* Directions *
Recast the lines below as a JSON list of strings, one string per line, and leave out any blank lines.

* Extracted records *
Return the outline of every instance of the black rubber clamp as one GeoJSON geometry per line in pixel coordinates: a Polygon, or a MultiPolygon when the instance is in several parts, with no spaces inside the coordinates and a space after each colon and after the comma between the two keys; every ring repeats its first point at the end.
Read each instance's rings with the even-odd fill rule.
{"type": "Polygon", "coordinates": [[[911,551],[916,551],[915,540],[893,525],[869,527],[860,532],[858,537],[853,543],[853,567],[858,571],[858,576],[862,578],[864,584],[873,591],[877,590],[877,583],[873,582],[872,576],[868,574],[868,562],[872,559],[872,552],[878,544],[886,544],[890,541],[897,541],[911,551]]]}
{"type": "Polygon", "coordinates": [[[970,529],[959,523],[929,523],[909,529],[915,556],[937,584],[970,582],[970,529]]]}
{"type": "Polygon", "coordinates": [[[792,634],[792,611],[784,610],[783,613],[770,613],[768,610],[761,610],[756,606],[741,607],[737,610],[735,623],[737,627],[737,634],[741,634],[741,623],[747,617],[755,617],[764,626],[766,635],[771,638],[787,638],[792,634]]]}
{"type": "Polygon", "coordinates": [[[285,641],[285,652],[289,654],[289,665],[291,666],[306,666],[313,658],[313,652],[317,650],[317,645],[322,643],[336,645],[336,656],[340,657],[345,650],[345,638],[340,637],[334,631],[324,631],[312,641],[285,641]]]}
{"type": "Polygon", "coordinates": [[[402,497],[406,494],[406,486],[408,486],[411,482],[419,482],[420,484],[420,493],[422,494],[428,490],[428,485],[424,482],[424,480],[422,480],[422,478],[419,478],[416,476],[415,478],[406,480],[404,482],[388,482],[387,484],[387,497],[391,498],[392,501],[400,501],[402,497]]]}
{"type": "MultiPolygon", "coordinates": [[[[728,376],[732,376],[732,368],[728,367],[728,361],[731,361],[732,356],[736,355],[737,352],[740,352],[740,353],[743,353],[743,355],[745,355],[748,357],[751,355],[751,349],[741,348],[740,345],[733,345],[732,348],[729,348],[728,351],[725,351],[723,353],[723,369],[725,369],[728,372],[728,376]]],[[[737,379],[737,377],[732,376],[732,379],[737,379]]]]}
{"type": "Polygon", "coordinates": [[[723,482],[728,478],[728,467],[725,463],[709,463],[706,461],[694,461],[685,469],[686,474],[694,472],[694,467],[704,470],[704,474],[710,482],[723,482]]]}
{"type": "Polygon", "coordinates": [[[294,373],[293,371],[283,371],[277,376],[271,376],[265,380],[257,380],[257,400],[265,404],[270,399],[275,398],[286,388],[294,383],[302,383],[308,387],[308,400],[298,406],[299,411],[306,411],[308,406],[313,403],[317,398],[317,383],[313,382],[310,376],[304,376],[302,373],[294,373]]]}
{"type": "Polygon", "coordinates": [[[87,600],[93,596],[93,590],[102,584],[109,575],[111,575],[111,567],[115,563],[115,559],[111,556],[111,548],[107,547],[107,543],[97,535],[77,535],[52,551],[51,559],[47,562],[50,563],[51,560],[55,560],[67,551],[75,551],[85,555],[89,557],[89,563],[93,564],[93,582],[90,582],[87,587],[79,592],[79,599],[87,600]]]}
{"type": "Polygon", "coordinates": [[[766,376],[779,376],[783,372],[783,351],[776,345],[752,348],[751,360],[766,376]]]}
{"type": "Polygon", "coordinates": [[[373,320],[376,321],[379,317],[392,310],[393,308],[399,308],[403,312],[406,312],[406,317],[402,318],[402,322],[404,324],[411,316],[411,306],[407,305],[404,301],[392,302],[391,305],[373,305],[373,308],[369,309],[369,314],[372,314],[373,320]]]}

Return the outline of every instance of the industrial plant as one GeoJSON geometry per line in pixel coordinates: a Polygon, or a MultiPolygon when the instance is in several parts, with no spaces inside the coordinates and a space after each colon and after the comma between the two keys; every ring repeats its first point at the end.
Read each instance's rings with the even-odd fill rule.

* Result of the task *
[
  "Return the outline of every instance of the black rubber clamp as one GeoJSON geometry per line in pixel coordinates: a Polygon, or a MultiPolygon when the instance is in several parts, with no spaces inside the coordinates and a space after each colon and after the comma between the two keys; every ring repeats its first point at the end.",
  "Read each instance's rings with the even-odd fill rule.",
  "{\"type\": \"Polygon\", \"coordinates\": [[[911,551],[916,551],[915,540],[893,525],[869,527],[860,532],[858,537],[853,543],[853,567],[858,571],[858,576],[862,578],[864,584],[873,591],[877,590],[877,583],[873,582],[872,576],[868,574],[868,562],[872,559],[872,552],[878,544],[886,544],[890,541],[897,541],[911,551]]]}",
  "{\"type\": \"Polygon\", \"coordinates\": [[[970,529],[959,523],[929,523],[909,529],[915,556],[937,584],[970,582],[970,529]]]}",
  "{\"type\": \"Polygon\", \"coordinates\": [[[792,634],[792,611],[784,610],[783,613],[770,613],[768,610],[761,610],[756,606],[741,607],[737,610],[735,623],[737,627],[737,634],[741,634],[741,623],[747,617],[755,617],[764,626],[766,635],[771,638],[787,638],[792,634]]]}",
  "{\"type\": \"Polygon\", \"coordinates\": [[[285,641],[285,652],[289,654],[289,665],[291,666],[306,666],[313,658],[313,652],[317,650],[317,645],[322,643],[336,645],[336,656],[340,657],[345,650],[345,638],[340,637],[334,631],[324,631],[312,641],[285,641]]]}",
  "{\"type\": \"Polygon\", \"coordinates\": [[[402,497],[406,494],[406,486],[408,486],[411,482],[419,482],[420,484],[420,493],[422,494],[428,490],[428,485],[424,482],[424,480],[422,480],[422,478],[419,478],[416,476],[415,478],[406,480],[404,482],[388,482],[387,484],[387,497],[391,498],[392,501],[400,501],[402,497]]]}",
  "{\"type\": \"MultiPolygon\", \"coordinates\": [[[[728,376],[732,376],[732,368],[728,367],[728,361],[731,361],[732,356],[736,355],[737,352],[740,352],[740,353],[743,353],[743,355],[745,355],[748,357],[751,355],[751,349],[741,348],[740,345],[733,345],[732,348],[729,348],[728,351],[725,351],[723,353],[723,369],[725,369],[728,372],[728,376]]],[[[737,379],[737,377],[732,376],[732,379],[737,379]]]]}",
  "{\"type\": \"Polygon\", \"coordinates\": [[[723,482],[728,478],[728,467],[725,463],[709,463],[706,461],[694,461],[685,469],[686,474],[694,472],[694,467],[704,470],[704,474],[710,482],[723,482]]]}",
  "{\"type\": \"Polygon\", \"coordinates\": [[[294,373],[293,371],[283,371],[277,376],[271,376],[265,380],[257,380],[257,400],[265,404],[270,399],[275,398],[286,388],[294,383],[302,383],[308,387],[308,400],[298,406],[299,411],[306,411],[308,406],[313,403],[317,398],[317,383],[313,382],[310,376],[304,376],[302,373],[294,373]]]}",
  "{\"type\": \"Polygon\", \"coordinates\": [[[87,600],[93,596],[93,590],[102,584],[109,575],[111,575],[111,567],[115,563],[115,559],[111,556],[111,548],[107,547],[107,543],[97,535],[77,535],[52,551],[51,559],[47,562],[50,563],[51,560],[55,560],[67,551],[75,551],[85,555],[89,557],[89,563],[93,564],[93,582],[90,582],[87,587],[79,592],[79,599],[87,600]]]}",
  "{\"type\": \"Polygon\", \"coordinates\": [[[766,376],[779,376],[783,372],[783,351],[776,345],[752,348],[751,360],[766,376]]]}",
  "{\"type\": \"Polygon\", \"coordinates\": [[[373,320],[376,321],[379,317],[392,310],[393,308],[399,308],[403,312],[406,312],[406,317],[402,318],[402,322],[404,324],[411,316],[411,306],[407,305],[404,301],[392,302],[391,305],[373,305],[373,308],[369,309],[369,314],[372,314],[373,320]]]}",
  "Return the outline of every instance of the industrial plant as one GeoJSON geometry per line in pixel coordinates: a Polygon, or a MultiPolygon when the instance is in several parts, with no spaces inside the coordinates and a space after each colon and after the comma between the two keys; every ring repeats its first point at the end.",
  "Read each instance's rings with the even-odd fill rule."
]